**所给文本:**
Current Issue Cover
深度区域网络方法的细粒度图像分类

翁雨辰, 田野, 路敦民, 李琼砚(北京林业大学工学院, 北京 100083)

摘 要
目的 在细粒度视觉识别中,难点是对处于相同层级的大类,区分其具有微小差异的子类,为实现准确的分类精度,通常要求具有专业知识,所以细粒度图像分类为计算机视觉的研究提出更高的要求。为了方便普通人在不具备专业知识和专业技能的情况下能够区分物种细粒度类别,进而提出一种基于深度区域网络的卷积神经网络结构。方法 该结构基于深度区域网络,首先,进行深度特征提取任务,使用VGG16层网络和残差101层网络两种结构作为特征提取网络,用于提取深层共享特征,产生特征映射。其次,使用区域建议网络结构,在特征映射上进行卷积,产生目标区域;同时使用兴趣区域(RoI)池化层对特征映射进行最大值池化,实现网络共享。之后将池化后的目标区域输入到区域卷积网络中进行细粒度类别预测和目标边界回归,最终输出网络预测类别及回归边框点坐标。同时还进行了局部遮挡实验,检测局部遮挡部位对于分类正确性的影响,分析局部信息对于鸟类分类的影响情况。结果 该模型针对CUB_200_2011鸟类数据库进行实验,该数据库包含200种细粒度鸟类类别,11 788幅鸟类图片。经过训练及测试,实现VGG16+R-CNN (RPN)和Res101+R-CNN (RPN)两种结构验证正确率分别为90.88%和91.72%,两种结构Top-5验证正确率都超过98%。本文模拟现实环境遮挡情况进行鸟类局部特征遮挡实验,检测分类效果。结论 基于深度区域网络的卷积神经网络模型,提高了细粒度鸟类图像的分类性能,在细粒度鸟类图像的分类上,具有分类精度高、泛化能力好和鲁棒性强的优势,实验发现头部信息对于细粒度鸟类分类识别非常重要。

**待办任务:**
a: 根据细粒度图像分类摘要,用一到三句话说明细粒度图像分类为什么对计算机视觉研究提出了更高的要求。
b: 把细粒度图像分类摘要中以"目的 在细粒度视觉识别中"开头的段落改写成简短的条目列表,保留其主要事实。
c: 接着细粒度图像分类摘要的最后一句往下续写。
后面的各行与这些任务无关,可以不看。

**记录摘录:**
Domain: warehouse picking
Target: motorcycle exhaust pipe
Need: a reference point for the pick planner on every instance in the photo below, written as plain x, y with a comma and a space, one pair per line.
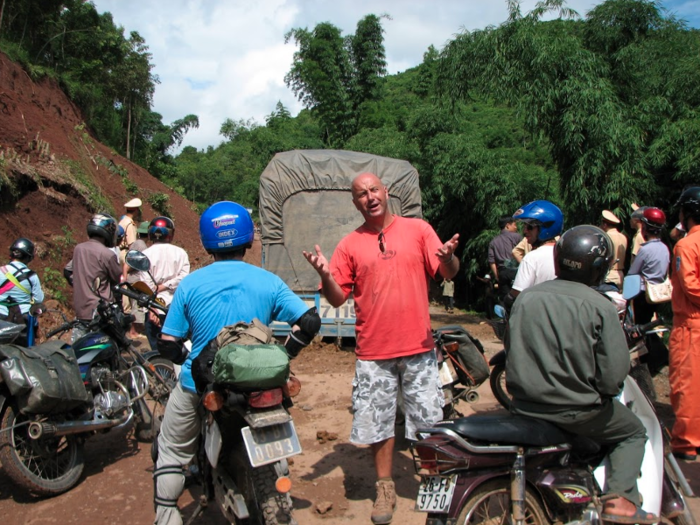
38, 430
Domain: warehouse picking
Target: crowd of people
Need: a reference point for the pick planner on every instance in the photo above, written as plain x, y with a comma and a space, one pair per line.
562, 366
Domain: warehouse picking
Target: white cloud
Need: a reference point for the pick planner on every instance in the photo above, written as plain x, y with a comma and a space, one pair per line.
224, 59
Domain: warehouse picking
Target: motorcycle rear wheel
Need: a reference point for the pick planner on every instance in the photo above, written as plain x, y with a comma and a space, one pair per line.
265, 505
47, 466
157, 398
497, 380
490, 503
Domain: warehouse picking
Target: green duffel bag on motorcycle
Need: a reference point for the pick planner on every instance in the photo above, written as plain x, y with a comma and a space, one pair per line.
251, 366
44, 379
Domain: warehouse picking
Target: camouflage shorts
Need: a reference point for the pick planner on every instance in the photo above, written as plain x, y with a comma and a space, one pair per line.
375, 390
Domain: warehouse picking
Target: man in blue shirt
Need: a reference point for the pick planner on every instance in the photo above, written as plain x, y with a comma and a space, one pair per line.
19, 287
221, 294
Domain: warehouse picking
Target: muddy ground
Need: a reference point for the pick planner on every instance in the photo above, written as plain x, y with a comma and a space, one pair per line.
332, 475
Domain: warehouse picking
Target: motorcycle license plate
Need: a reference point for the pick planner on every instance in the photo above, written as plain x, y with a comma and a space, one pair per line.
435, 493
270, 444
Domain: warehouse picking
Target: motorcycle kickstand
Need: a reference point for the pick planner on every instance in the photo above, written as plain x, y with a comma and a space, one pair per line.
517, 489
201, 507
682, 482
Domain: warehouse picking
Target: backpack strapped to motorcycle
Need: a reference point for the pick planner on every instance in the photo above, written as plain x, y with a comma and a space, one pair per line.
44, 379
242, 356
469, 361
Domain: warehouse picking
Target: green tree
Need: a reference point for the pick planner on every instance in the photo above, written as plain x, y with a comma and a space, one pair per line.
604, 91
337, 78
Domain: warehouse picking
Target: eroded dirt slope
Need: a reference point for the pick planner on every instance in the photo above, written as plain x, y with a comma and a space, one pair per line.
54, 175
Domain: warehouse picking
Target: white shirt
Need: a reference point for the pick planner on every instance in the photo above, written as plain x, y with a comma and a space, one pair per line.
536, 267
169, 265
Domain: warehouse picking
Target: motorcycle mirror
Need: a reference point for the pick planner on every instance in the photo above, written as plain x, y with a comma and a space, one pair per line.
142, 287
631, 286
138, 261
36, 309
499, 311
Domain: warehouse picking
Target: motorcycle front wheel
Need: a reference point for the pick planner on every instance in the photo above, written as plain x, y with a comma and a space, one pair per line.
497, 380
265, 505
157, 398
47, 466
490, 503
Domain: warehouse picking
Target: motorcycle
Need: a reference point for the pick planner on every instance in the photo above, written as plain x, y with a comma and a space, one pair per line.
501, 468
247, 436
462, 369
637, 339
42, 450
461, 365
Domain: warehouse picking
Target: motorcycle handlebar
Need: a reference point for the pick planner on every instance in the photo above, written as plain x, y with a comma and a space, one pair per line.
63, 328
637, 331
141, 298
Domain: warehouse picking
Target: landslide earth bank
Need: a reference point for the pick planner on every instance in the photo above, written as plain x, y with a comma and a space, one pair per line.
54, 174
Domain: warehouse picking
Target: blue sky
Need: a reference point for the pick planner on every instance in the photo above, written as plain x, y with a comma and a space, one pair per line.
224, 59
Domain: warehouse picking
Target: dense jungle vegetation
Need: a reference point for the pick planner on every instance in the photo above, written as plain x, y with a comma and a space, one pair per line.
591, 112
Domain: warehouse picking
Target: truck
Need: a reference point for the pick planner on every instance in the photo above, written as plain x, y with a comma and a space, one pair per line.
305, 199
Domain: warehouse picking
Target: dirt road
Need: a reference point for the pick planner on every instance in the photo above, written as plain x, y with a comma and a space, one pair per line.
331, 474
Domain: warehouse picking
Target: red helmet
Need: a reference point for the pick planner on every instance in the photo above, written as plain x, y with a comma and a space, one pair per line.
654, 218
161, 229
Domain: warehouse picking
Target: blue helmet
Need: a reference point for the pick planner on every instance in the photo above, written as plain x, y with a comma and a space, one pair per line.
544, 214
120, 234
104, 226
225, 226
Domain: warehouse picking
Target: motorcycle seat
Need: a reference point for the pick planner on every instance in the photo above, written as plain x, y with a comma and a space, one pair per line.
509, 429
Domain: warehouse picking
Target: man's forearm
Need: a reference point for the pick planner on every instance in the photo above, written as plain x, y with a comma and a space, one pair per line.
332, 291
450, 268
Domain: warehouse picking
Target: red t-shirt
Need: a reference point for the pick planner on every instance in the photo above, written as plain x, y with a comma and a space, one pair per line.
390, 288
* * *
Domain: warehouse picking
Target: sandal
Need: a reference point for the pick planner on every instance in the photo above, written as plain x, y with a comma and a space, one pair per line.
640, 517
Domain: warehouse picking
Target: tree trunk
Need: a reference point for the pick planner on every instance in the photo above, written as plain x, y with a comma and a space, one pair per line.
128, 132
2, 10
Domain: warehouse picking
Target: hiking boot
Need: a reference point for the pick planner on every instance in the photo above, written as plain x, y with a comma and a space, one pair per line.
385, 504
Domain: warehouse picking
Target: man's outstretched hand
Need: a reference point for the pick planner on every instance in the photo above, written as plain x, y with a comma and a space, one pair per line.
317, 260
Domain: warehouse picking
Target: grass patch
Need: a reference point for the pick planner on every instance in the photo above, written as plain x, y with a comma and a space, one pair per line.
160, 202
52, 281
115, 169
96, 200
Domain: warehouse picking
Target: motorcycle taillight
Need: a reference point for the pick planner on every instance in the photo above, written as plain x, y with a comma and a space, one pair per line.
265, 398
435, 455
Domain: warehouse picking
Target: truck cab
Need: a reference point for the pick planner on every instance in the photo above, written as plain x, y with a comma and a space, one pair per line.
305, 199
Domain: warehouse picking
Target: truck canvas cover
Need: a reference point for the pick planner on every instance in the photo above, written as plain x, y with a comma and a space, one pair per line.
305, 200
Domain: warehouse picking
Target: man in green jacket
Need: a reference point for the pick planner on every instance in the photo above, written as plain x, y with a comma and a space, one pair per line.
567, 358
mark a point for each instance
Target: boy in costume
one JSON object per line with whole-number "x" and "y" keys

**书面答案:**
a: 细粒度视觉识别需要在同一层级的大类中区分差异微小的子类。要达到准确的分类精度,通常需要专业知识,所以它对计算机视觉研究提出了更高的要求。

b:
- 目的:细粒度识别要区分同一大类下差异微小的子类,通常需要专业知识。为了让普通人在没有专业知识的情况下也能区分物种细粒度类别,作者提出一种基于深度区域网络的卷积神经网络结构。
- 方法:
  - 用VGG16层网络和残差101层网络提取深层共享特征,生成特征映射。
  - 用区域建议网络在特征映射上卷积,产生目标区域。
  - 用兴趣区域(RoI)池化层做最大值池化,实现网络共享。
  - 将池化后的目标区域输入区域卷积网络,进行类别预测和边界回归,输出预测类别和边框坐标。
  - 进行局部遮挡实验,分析局部信息对鸟类分类的影响。
- 结果:
  - 实验数据为CUB_200_2011鸟类数据库,共200类、11 788幅图片。
  - VGG16+R-CNN (RPN)的验证正确率为90.88%,Res101+R-CNN (RPN)为91.72%。
  - 两种结构的Top-5验证正确率都超过98%。
  - 另外模拟现实遮挡情况做了局部特征遮挡实验。
- 结论:该模型提高了细粒度鸟类图像的分类性能,具有精度高、泛化能力好、鲁棒性强的优势。实验还发现头部信息对分类识别非常重要。

c:
关键词
Fine-grained bird classification based on deep region networks

Weng Yuchen, Tian Ye, Lu Dunmin, Li Qiongyan(School of Technology,Beijing Forestry University,Beijing 100083,China)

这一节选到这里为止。